# Problem to solve
Find the lines below in which the string "white" occurs. Copy each one.

# Dataset entries

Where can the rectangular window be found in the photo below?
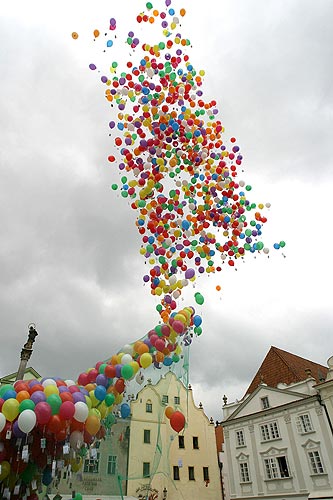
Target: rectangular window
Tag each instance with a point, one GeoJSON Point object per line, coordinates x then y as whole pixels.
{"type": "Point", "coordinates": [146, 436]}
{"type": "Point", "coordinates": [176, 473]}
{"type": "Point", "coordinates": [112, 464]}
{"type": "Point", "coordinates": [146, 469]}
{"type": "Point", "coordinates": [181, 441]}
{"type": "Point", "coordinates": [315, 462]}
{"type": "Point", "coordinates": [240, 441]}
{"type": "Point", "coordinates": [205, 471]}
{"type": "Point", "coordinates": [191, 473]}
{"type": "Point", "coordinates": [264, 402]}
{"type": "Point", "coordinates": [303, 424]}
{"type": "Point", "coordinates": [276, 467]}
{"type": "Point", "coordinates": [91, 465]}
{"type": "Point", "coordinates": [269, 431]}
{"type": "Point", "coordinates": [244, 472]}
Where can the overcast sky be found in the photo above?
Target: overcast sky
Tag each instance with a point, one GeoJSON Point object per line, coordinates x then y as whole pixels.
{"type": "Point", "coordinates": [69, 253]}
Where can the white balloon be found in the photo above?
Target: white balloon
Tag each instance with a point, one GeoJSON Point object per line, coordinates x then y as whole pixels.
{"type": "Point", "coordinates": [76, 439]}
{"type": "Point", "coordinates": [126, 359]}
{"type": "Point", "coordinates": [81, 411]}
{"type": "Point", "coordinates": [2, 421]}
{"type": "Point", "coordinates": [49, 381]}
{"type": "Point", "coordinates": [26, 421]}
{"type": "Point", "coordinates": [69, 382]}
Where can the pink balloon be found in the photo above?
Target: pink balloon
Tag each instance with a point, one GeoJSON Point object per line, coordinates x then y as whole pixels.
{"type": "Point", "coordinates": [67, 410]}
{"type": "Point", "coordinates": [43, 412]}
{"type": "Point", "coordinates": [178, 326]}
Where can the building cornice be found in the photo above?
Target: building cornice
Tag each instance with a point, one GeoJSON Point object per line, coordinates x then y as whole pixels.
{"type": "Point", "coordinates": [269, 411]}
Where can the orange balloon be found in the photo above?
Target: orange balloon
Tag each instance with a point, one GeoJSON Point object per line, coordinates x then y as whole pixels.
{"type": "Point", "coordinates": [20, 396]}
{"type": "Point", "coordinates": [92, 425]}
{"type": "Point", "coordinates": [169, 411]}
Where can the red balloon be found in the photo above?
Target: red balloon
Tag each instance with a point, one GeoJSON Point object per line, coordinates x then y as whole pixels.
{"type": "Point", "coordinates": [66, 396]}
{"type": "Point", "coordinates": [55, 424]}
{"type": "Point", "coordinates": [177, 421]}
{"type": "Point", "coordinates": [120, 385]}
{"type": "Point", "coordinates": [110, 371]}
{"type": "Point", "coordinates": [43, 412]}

==

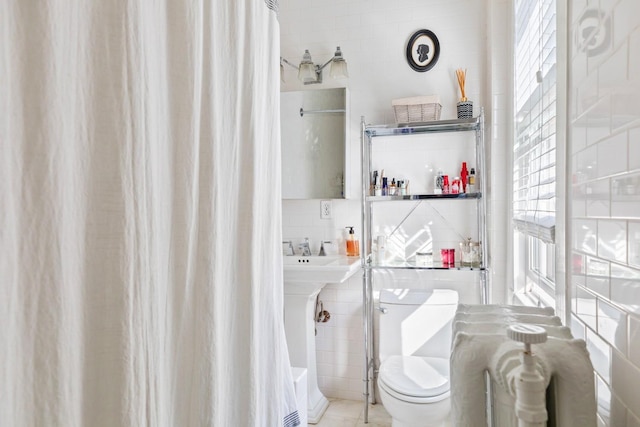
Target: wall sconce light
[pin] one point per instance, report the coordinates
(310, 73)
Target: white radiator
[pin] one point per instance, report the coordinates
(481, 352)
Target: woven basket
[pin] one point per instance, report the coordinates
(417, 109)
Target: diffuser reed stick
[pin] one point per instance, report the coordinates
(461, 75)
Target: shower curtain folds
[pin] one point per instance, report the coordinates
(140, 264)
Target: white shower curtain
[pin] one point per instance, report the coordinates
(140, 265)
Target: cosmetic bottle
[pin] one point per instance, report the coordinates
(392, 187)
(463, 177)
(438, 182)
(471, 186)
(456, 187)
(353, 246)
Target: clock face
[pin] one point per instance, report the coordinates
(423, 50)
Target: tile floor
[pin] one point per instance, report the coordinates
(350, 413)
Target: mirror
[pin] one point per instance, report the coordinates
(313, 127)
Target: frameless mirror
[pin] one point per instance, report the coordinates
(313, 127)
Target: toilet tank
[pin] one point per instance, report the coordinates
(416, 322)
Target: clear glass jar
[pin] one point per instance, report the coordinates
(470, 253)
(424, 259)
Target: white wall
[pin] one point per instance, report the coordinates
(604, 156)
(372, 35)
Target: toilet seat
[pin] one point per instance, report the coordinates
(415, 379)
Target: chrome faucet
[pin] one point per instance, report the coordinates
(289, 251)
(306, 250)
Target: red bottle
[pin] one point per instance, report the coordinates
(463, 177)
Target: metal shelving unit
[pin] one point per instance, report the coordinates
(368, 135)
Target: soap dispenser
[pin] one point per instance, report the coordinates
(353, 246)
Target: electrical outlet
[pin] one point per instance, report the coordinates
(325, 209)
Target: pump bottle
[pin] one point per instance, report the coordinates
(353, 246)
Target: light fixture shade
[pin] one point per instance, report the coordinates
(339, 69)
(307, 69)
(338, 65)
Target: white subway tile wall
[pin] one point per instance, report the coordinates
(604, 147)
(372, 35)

---

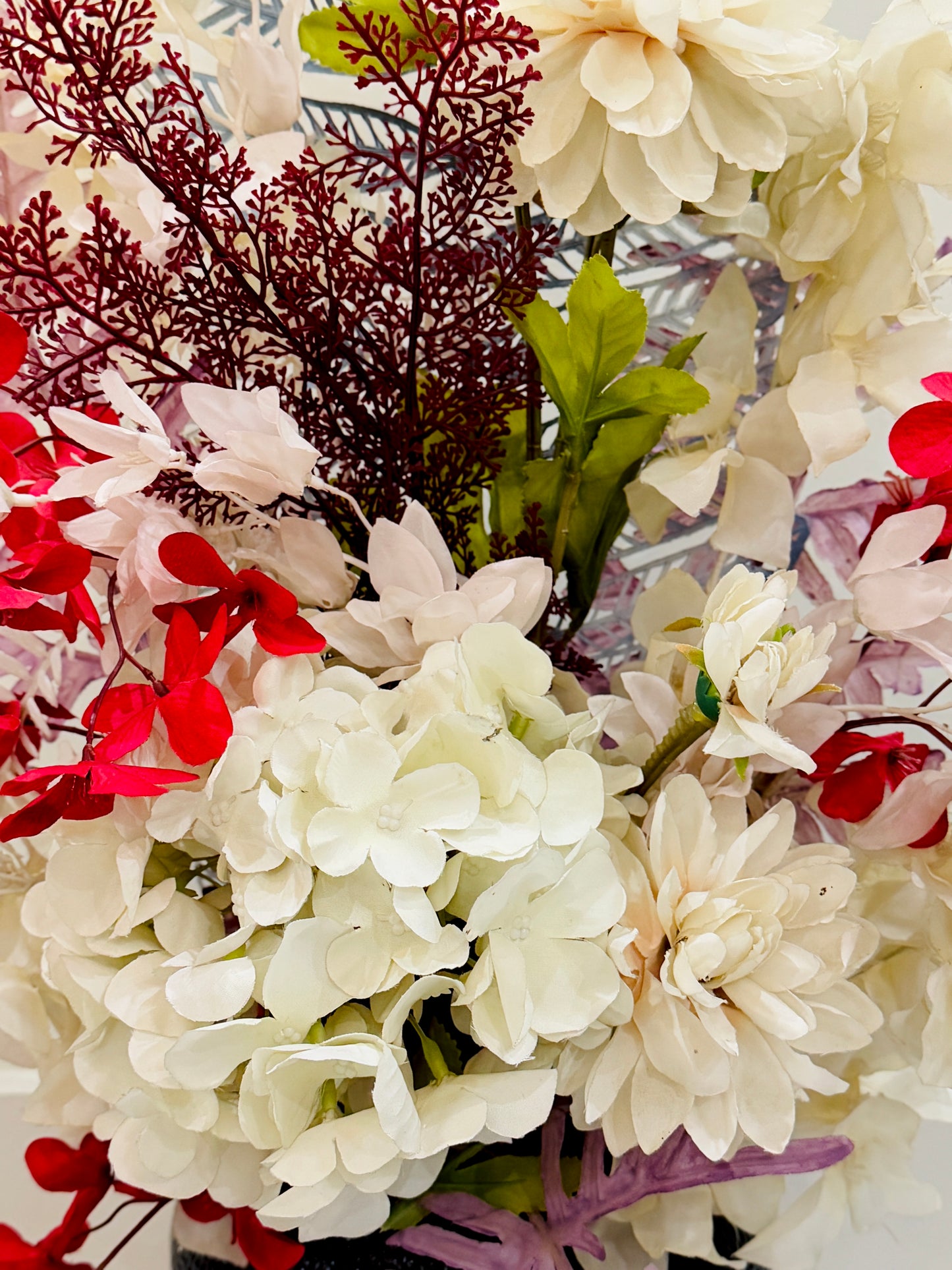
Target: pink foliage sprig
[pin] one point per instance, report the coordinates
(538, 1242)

# Exercise solution
Where can the white balloon be found in the photo above?
Target: white balloon
Target: white radiator
Target: white shower curtain
Target: white wall
Target: white subway tile wall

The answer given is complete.